-- START --

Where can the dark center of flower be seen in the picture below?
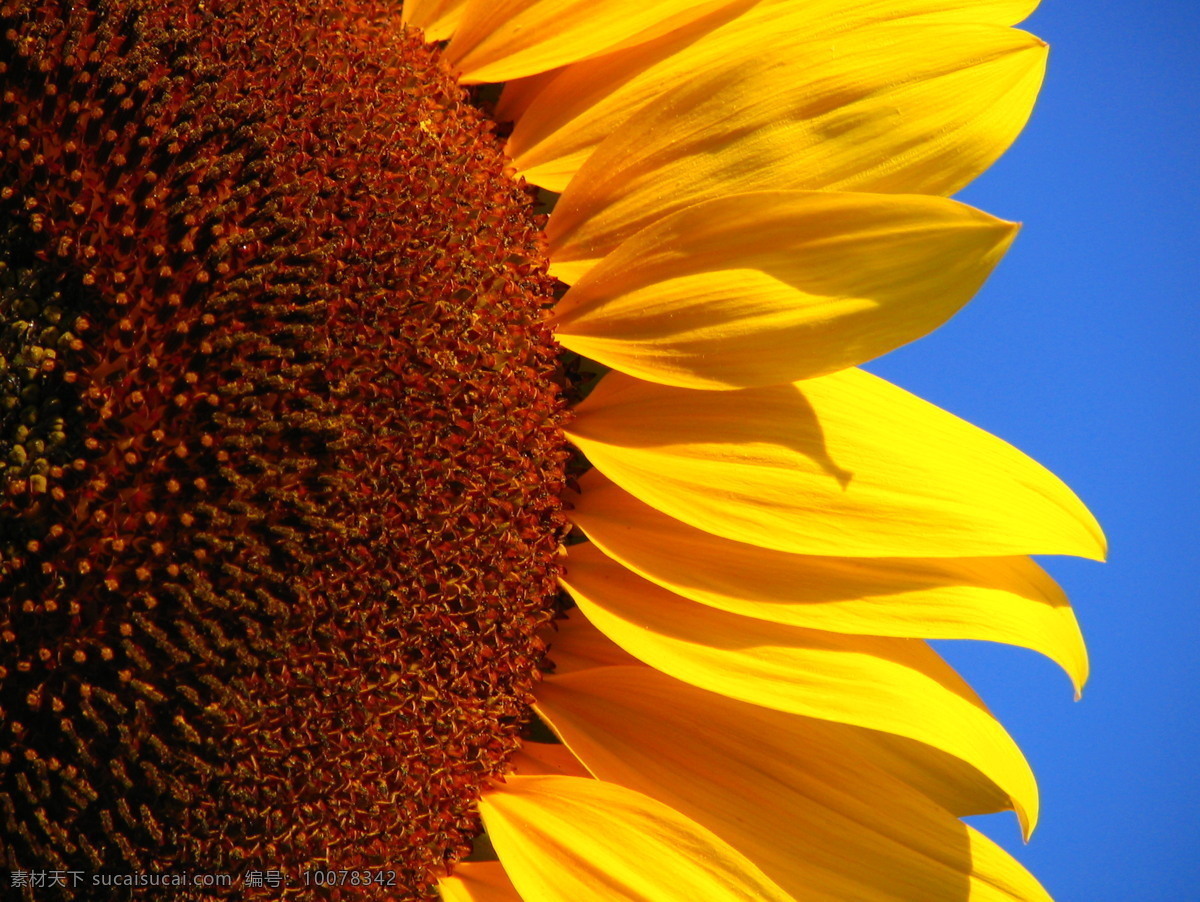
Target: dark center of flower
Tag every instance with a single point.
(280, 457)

-- END --
-- START --

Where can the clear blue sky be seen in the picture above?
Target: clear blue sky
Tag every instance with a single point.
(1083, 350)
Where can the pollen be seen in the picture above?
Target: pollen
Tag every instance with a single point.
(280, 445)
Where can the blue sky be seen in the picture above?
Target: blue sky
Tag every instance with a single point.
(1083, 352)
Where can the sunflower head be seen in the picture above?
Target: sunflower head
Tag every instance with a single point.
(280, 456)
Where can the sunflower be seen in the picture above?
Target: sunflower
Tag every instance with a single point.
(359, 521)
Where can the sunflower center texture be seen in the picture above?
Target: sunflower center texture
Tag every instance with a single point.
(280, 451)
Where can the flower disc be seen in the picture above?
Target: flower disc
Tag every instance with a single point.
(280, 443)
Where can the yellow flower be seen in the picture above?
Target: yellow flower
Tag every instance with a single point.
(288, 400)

-- END --
-- START --

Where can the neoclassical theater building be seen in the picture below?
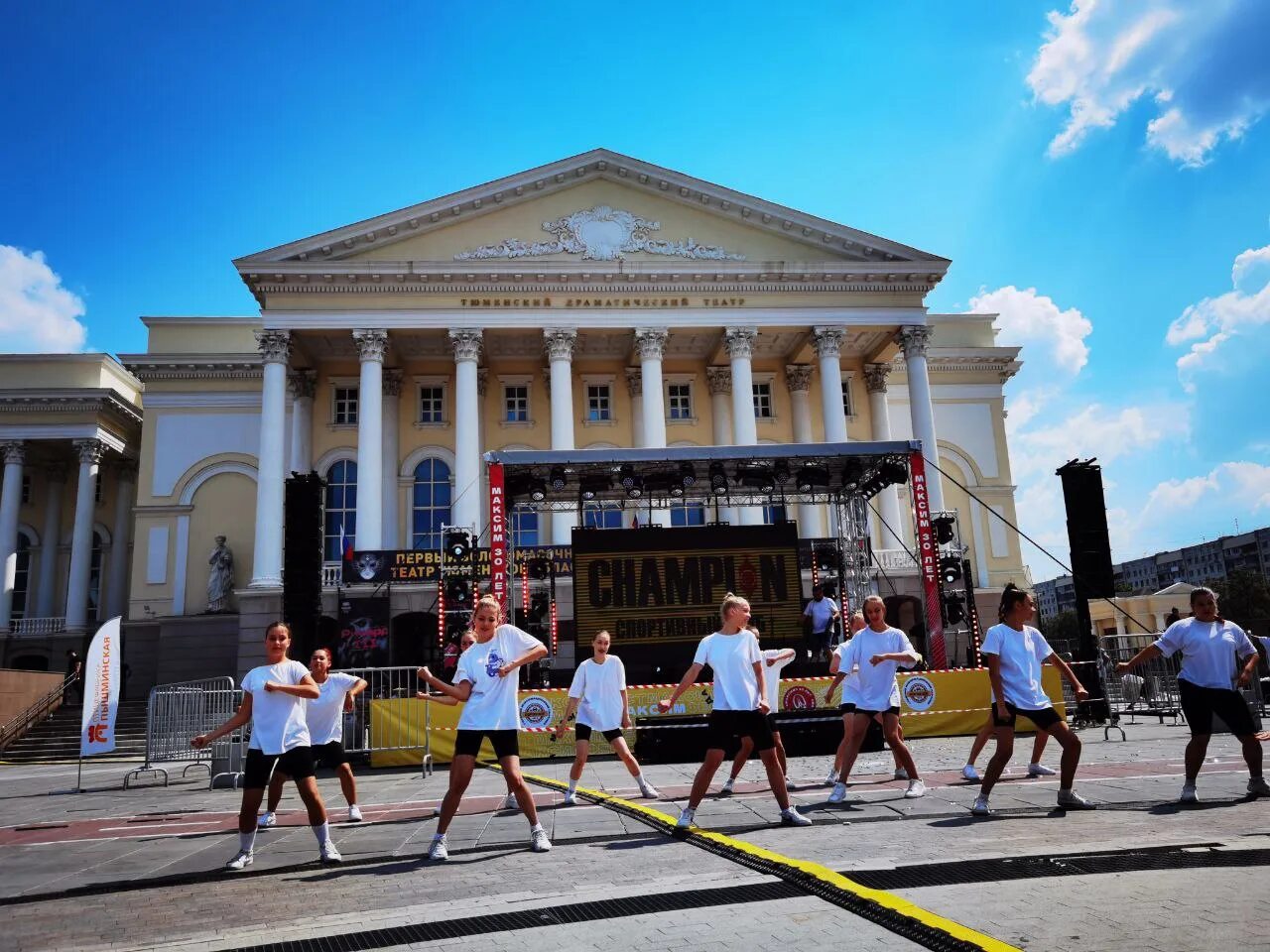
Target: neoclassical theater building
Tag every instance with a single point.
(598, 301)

-- END --

* Problem to solve
Find each line in the listing above that contains the word "head" and copy those lines out in full.

* Solution to the exercise
Where can the sunflower head be seen in the picture above?
Target: sunflower head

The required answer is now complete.